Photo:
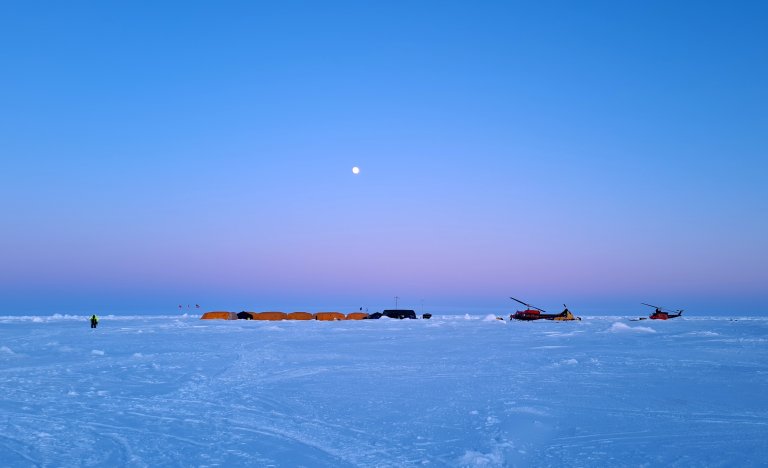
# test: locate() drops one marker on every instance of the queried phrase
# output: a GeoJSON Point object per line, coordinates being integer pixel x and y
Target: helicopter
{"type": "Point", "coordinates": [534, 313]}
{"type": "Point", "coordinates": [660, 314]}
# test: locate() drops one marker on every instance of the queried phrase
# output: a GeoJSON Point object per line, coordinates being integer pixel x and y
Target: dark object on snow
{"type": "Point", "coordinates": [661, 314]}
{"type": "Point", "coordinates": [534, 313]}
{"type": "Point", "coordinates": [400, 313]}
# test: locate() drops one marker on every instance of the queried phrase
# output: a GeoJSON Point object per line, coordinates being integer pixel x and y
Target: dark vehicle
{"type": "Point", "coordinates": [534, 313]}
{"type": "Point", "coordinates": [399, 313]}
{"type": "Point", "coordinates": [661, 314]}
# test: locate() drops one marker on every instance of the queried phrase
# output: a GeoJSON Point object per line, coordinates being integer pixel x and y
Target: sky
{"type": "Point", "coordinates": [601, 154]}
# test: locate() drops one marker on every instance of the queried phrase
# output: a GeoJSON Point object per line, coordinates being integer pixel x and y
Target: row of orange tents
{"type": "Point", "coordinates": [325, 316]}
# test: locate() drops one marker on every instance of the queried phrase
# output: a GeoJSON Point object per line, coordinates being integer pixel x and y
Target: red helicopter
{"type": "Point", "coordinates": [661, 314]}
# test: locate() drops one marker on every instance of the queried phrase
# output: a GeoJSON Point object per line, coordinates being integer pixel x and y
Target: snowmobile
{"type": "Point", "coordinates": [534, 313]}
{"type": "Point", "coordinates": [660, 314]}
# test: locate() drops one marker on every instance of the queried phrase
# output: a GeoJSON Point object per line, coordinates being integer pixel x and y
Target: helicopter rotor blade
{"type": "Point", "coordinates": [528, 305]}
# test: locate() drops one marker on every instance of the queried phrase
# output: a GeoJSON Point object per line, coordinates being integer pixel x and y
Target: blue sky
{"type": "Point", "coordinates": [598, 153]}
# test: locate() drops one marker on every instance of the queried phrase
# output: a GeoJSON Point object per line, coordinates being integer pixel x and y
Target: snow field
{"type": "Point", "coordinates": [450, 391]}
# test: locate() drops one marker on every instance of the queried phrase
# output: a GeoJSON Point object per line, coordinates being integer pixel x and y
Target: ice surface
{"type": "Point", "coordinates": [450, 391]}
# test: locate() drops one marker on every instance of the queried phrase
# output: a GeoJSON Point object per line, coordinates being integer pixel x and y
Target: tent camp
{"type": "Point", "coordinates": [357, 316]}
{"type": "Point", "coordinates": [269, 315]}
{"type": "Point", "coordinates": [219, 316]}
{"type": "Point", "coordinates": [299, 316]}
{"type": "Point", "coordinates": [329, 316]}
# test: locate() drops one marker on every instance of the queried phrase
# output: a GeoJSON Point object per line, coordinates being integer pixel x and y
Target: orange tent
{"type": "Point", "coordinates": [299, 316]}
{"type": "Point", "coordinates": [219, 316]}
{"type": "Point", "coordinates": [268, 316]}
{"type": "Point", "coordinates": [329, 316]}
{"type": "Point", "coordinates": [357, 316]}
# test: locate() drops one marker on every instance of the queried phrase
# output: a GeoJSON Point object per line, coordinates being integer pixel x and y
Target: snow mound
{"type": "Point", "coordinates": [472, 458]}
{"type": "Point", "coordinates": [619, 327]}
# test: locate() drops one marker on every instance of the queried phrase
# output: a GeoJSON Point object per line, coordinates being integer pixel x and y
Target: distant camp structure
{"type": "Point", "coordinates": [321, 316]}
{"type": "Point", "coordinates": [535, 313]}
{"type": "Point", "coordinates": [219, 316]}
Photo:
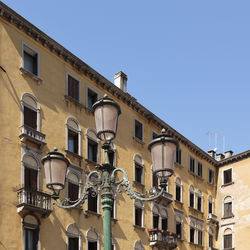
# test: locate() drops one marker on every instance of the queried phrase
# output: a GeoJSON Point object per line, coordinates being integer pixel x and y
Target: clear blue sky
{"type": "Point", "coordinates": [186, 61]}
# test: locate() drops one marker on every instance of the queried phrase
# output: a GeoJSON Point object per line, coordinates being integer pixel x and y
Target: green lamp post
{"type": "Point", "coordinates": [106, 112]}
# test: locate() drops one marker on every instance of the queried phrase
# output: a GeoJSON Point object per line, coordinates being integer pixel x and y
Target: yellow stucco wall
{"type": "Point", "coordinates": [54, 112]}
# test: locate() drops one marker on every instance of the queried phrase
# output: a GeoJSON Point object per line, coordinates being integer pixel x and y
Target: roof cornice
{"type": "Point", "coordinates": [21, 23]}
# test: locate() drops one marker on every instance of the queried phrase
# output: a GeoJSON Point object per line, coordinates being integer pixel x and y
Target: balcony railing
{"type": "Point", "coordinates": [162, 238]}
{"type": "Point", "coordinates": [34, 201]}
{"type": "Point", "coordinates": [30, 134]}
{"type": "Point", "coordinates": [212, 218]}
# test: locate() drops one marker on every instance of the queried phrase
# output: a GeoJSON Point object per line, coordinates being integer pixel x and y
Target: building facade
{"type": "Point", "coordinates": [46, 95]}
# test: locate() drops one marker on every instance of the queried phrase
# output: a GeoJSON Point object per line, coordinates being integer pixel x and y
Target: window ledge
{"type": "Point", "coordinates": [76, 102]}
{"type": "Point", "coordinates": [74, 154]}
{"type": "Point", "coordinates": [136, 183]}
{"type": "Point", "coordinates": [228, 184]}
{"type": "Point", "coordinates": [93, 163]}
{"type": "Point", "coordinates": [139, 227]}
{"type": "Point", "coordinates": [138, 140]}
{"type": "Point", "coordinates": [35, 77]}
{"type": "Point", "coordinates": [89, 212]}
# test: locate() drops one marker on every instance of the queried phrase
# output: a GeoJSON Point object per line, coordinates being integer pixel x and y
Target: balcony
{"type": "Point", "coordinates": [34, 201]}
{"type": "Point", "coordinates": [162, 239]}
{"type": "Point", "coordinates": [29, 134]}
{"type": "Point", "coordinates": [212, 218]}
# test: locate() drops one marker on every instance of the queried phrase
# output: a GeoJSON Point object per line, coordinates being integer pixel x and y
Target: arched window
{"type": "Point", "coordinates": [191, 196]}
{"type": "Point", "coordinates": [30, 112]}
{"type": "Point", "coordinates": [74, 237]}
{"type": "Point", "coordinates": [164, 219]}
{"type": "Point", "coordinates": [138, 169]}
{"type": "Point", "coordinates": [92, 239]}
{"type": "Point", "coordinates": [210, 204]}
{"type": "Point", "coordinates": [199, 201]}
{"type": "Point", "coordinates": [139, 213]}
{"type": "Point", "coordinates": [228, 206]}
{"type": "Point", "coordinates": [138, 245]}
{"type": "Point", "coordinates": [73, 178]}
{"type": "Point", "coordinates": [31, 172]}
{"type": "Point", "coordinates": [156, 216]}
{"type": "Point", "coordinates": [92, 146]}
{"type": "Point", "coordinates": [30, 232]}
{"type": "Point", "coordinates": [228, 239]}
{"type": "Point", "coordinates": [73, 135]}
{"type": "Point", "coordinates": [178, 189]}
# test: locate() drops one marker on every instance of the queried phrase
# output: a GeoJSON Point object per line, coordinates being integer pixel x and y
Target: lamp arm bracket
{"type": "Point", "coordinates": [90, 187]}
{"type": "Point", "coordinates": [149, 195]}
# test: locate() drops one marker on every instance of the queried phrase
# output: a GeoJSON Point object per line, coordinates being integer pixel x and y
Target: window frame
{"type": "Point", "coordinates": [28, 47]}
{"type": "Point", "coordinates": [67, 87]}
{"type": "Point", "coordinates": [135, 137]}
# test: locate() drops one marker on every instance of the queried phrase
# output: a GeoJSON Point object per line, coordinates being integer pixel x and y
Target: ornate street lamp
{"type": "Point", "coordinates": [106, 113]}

==

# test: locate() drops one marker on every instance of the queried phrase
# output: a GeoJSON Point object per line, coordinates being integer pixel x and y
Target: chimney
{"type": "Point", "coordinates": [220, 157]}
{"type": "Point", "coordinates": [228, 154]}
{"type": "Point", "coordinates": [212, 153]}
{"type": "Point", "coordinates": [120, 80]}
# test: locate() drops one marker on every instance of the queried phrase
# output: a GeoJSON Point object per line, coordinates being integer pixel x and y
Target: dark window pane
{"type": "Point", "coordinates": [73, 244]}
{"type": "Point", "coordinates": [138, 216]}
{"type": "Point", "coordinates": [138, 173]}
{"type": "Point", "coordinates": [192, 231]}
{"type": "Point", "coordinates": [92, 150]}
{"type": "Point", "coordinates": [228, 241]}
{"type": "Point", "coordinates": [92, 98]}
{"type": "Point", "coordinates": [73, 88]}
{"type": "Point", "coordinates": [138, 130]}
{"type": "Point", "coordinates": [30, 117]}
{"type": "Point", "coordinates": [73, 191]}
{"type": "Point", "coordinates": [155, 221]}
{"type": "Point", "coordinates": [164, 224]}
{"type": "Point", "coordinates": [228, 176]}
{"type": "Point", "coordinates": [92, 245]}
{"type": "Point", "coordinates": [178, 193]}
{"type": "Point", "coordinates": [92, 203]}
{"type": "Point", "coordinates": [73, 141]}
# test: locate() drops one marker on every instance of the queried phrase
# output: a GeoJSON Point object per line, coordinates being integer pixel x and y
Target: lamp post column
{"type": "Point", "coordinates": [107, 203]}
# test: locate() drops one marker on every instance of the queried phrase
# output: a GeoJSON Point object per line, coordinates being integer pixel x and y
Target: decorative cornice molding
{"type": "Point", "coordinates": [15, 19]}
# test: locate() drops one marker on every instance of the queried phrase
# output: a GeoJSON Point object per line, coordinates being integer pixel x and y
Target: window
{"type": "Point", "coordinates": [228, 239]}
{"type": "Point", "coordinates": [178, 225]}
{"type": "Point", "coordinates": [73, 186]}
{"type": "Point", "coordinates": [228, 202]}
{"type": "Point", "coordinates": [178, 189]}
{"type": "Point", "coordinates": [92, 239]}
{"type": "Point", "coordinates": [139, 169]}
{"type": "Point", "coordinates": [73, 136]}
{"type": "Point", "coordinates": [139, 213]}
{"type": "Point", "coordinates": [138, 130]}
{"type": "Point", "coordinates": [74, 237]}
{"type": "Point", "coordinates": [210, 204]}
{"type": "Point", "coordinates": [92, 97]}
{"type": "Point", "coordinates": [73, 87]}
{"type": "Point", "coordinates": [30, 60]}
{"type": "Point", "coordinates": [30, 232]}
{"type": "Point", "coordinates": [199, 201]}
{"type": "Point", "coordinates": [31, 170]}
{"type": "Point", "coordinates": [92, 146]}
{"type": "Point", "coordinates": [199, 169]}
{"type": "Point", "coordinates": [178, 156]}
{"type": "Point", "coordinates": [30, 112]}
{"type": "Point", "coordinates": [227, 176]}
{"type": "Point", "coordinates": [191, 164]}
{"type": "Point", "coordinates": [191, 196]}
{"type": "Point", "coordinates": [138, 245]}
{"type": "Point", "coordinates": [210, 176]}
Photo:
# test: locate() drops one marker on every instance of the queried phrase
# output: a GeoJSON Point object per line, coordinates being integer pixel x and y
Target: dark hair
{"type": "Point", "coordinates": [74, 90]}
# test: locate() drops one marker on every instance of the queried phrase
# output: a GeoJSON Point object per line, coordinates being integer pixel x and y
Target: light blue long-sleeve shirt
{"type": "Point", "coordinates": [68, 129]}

*PROBLEM TO WORK ON*
Pick out each line of the entries above that contains the string "orange", and copy those lines out. Matching is case-sensitive.

*COMPLETED EXERCISE*
Target: row of orange tents
Target: orange tent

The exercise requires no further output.